### EXERCISE DESCRIPTION
Rewrite the lines of the rows below as a Markdown table with the columns No and Line, numbering each line in No and omitting blank lines.

* start SUPPLIED DATA *

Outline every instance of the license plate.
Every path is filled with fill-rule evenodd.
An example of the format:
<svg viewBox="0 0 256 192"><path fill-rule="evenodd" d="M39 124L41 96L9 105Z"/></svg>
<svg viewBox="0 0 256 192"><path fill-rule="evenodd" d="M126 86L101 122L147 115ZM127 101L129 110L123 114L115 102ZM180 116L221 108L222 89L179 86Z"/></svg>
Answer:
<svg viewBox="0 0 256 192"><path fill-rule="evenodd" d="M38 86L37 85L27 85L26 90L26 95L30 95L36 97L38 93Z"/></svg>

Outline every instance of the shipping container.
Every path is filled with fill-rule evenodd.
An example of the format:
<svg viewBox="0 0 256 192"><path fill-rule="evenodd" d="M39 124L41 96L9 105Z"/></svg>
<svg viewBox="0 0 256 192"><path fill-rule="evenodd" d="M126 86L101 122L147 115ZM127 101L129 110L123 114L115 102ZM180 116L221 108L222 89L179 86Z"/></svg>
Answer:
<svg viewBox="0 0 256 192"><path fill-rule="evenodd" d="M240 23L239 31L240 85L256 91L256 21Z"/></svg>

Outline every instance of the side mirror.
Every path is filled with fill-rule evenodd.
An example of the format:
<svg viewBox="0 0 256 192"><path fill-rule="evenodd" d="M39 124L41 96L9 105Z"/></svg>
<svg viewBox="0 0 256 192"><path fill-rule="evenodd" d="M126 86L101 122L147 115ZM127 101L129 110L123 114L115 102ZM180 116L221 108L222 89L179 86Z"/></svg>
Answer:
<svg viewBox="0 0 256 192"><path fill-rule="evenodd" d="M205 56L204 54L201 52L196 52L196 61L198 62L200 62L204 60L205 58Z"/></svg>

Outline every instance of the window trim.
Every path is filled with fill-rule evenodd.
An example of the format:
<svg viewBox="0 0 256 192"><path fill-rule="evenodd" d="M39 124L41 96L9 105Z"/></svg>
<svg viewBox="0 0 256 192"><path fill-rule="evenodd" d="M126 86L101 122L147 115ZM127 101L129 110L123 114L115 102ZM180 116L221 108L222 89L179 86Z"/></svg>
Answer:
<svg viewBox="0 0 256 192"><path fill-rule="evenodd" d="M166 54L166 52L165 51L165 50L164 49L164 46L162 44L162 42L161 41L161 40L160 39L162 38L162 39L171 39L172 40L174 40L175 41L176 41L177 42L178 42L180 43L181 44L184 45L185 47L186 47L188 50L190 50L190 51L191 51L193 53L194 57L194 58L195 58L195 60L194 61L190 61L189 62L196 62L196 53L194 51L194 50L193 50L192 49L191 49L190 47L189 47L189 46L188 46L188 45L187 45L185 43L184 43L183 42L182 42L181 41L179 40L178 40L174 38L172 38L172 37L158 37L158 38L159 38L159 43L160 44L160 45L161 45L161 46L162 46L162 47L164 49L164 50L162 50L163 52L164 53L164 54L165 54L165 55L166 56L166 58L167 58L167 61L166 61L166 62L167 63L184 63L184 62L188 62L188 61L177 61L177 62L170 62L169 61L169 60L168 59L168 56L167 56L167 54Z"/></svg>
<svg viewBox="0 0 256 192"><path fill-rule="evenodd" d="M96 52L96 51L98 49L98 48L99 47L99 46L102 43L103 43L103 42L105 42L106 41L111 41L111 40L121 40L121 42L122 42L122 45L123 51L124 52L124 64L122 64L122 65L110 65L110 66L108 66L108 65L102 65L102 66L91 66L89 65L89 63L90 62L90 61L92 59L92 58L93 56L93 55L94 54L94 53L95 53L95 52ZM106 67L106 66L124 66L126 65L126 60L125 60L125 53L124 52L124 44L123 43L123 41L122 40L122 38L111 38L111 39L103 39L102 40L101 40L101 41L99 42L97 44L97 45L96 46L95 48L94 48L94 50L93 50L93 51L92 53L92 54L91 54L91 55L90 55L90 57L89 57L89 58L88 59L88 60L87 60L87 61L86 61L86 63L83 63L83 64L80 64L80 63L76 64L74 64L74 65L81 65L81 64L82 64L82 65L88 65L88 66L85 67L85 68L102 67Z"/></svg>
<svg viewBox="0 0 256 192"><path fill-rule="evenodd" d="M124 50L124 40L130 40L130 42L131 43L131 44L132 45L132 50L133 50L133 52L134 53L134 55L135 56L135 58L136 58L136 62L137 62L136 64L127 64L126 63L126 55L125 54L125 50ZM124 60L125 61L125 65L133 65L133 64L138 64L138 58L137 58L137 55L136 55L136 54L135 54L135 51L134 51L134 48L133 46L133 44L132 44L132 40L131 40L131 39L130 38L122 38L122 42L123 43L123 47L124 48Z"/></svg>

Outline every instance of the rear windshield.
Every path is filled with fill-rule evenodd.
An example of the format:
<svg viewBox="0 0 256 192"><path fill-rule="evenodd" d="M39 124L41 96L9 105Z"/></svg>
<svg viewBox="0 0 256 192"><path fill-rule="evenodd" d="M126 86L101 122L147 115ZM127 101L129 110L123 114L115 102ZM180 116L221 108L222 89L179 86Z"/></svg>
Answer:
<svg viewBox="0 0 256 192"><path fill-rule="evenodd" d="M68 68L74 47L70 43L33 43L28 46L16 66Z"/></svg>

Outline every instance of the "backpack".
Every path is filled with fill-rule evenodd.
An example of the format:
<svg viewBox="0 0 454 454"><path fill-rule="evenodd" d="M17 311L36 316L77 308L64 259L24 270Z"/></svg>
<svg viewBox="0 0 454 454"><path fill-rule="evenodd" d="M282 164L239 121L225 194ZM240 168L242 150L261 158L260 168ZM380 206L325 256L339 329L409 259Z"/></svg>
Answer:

* end SUPPLIED DATA *

### TASK RESULT
| No | Line |
|---|---|
| 1 | Outline every instance of the license plate. |
| 2 | Every path is filled with fill-rule evenodd. |
| 3 | An example of the format: |
| 4 | <svg viewBox="0 0 256 192"><path fill-rule="evenodd" d="M39 124L41 96L9 105Z"/></svg> |
| 5 | <svg viewBox="0 0 256 192"><path fill-rule="evenodd" d="M126 86L101 122L147 115ZM127 101L129 110L123 114L115 102ZM180 116L221 108L222 89L179 86Z"/></svg> |
| 6 | Answer: |
| 7 | <svg viewBox="0 0 256 192"><path fill-rule="evenodd" d="M38 86L37 85L27 85L26 90L26 95L30 95L36 97L38 93Z"/></svg> |
| 8 | Outline every instance of the shipping container. |
| 9 | Every path is filled with fill-rule evenodd. |
| 10 | An example of the format: |
| 11 | <svg viewBox="0 0 256 192"><path fill-rule="evenodd" d="M39 124L41 96L9 105Z"/></svg> |
| 12 | <svg viewBox="0 0 256 192"><path fill-rule="evenodd" d="M126 86L101 122L147 115ZM127 101L129 110L123 114L115 102ZM180 116L221 108L222 89L179 86Z"/></svg> |
| 13 | Answer: |
| 14 | <svg viewBox="0 0 256 192"><path fill-rule="evenodd" d="M240 23L239 31L240 85L256 91L256 21Z"/></svg> |
| 15 | Outline every instance of the side mirror. |
| 16 | Every path is filled with fill-rule evenodd. |
| 17 | An example of the format: |
| 18 | <svg viewBox="0 0 256 192"><path fill-rule="evenodd" d="M39 124L41 96L9 105Z"/></svg> |
| 19 | <svg viewBox="0 0 256 192"><path fill-rule="evenodd" d="M126 86L101 122L147 115ZM127 101L129 110L123 114L115 102ZM180 116L221 108L222 89L179 86Z"/></svg> |
| 20 | Answer: |
| 21 | <svg viewBox="0 0 256 192"><path fill-rule="evenodd" d="M205 56L204 54L201 52L196 52L196 61L198 62L200 62L204 60L205 58Z"/></svg> |
| 22 | Outline every instance of the window trim. |
| 23 | Every path is filled with fill-rule evenodd. |
| 24 | An example of the format: |
| 25 | <svg viewBox="0 0 256 192"><path fill-rule="evenodd" d="M39 124L41 96L9 105Z"/></svg> |
| 26 | <svg viewBox="0 0 256 192"><path fill-rule="evenodd" d="M126 86L101 122L147 115ZM127 101L129 110L123 114L115 102ZM180 116L221 108L222 89L179 86Z"/></svg> |
| 27 | Answer: |
| 28 | <svg viewBox="0 0 256 192"><path fill-rule="evenodd" d="M166 54L166 52L165 51L165 50L164 49L164 46L162 44L162 42L161 41L161 40L160 39L162 38L162 39L171 39L172 40L174 40L175 41L176 41L177 42L178 42L180 43L181 44L184 45L185 47L186 47L188 50L190 50L190 51L191 51L193 53L194 57L194 58L195 58L195 60L194 61L190 61L189 62L196 62L196 53L194 51L194 50L193 50L192 49L191 49L190 47L189 47L189 46L188 46L188 45L187 45L185 43L184 43L183 42L182 42L181 41L179 40L178 40L174 38L172 38L172 37L158 37L158 38L159 38L159 43L160 44L160 45L161 45L161 46L162 46L162 47L164 49L164 50L162 50L163 52L164 53L164 54L165 54L165 55L166 56L166 58L167 58L167 61L166 61L166 62L167 63L184 63L184 62L188 62L188 61L177 61L177 62L170 62L169 61L169 60L168 59L168 56L167 56L167 54Z"/></svg> |
| 29 | <svg viewBox="0 0 256 192"><path fill-rule="evenodd" d="M96 52L96 51L98 49L98 48L99 47L99 46L102 43L103 43L103 42L105 42L106 41L111 41L111 40L121 40L121 42L122 42L122 45L123 51L124 52L124 64L122 64L122 65L110 65L110 66L108 66L108 65L102 65L102 66L91 66L89 65L89 63L90 62L90 61L92 59L92 58L93 56L93 55L94 54L94 53L95 53L95 52ZM106 67L106 66L124 66L126 65L126 60L125 60L125 53L124 52L124 44L123 43L123 41L122 40L122 38L111 38L111 39L103 39L102 40L101 40L101 41L99 42L97 44L97 45L96 46L95 48L94 48L94 50L93 50L93 51L92 53L92 54L91 54L91 55L90 55L90 57L89 57L89 58L88 59L88 60L87 60L87 61L86 61L86 63L83 63L83 64L80 64L80 63L76 64L74 64L74 65L81 65L81 64L82 64L82 65L88 65L88 66L85 67L85 68L102 67Z"/></svg> |
| 30 | <svg viewBox="0 0 256 192"><path fill-rule="evenodd" d="M124 50L124 40L130 40L130 42L131 43L131 44L132 45L132 50L133 50L133 52L134 53L134 55L135 56L135 58L136 58L136 62L137 62L136 64L127 64L126 63L126 55L125 54L125 50ZM124 60L125 61L125 65L133 65L133 64L138 64L138 58L137 58L137 55L136 55L136 54L135 54L135 51L134 51L134 48L133 46L133 44L132 44L132 40L131 40L131 39L130 38L122 38L122 42L123 43L123 47L124 48Z"/></svg> |
| 31 | Outline every instance of the rear windshield. |
| 32 | Every path is filled with fill-rule evenodd. |
| 33 | An example of the format: |
| 34 | <svg viewBox="0 0 256 192"><path fill-rule="evenodd" d="M39 124L41 96L9 105Z"/></svg> |
| 35 | <svg viewBox="0 0 256 192"><path fill-rule="evenodd" d="M126 86L101 122L147 115ZM127 101L129 110L123 114L115 102ZM180 116L221 108L222 89L179 86Z"/></svg> |
| 36 | Answer: |
| 37 | <svg viewBox="0 0 256 192"><path fill-rule="evenodd" d="M68 68L74 47L70 43L33 43L28 46L16 66Z"/></svg> |
| 38 | Outline every instance of the "backpack". |
| 39 | Every path is filled with fill-rule evenodd. |
| 40 | An example of the format: |
| 41 | <svg viewBox="0 0 454 454"><path fill-rule="evenodd" d="M17 311L36 316L77 308L64 259L24 270Z"/></svg> |
| 42 | <svg viewBox="0 0 454 454"><path fill-rule="evenodd" d="M282 164L239 121L225 194ZM240 168L242 150L261 158L260 168ZM380 206L325 256L339 329L409 259Z"/></svg> |
| 43 | Answer: |